§ **WHAT YOU NEED TO DO**
Repeat the data exactly. Pictures are not part of the copy.

§ **INFORMATION PROVIDED**
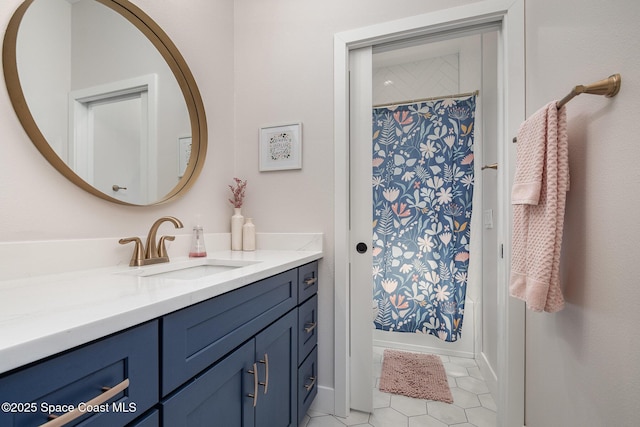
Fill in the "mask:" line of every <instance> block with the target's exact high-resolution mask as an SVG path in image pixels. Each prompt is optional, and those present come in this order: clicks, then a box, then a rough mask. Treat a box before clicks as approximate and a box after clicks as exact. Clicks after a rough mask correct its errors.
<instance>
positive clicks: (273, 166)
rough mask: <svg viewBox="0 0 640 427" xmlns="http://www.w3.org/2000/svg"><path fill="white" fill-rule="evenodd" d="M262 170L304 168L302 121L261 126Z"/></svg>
mask: <svg viewBox="0 0 640 427" xmlns="http://www.w3.org/2000/svg"><path fill="white" fill-rule="evenodd" d="M259 143H260V171H261V172H264V171H277V170H289V169H302V123H291V124H285V125H278V126H266V127H262V128H260V142H259Z"/></svg>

§ **SOLUTION BELOW**
Fill in the "mask:" line of every <instance> block with the target's exact high-resolution mask as an SVG path in image pixels. Each prompt is optional, and those present come in this order: clicks, then a box, then a rough mask. Treat a box before clicks as approximate and a box after clicks as exact. Clicks after a rough mask correct its errors.
<instance>
positive clicks: (273, 166)
rough mask: <svg viewBox="0 0 640 427" xmlns="http://www.w3.org/2000/svg"><path fill="white" fill-rule="evenodd" d="M262 170L304 168L302 121L261 126Z"/></svg>
mask: <svg viewBox="0 0 640 427" xmlns="http://www.w3.org/2000/svg"><path fill="white" fill-rule="evenodd" d="M259 143H260V171H261V172H264V171H277V170H289V169H302V123H291V124H285V125H278V126H266V127H262V128H260V142H259Z"/></svg>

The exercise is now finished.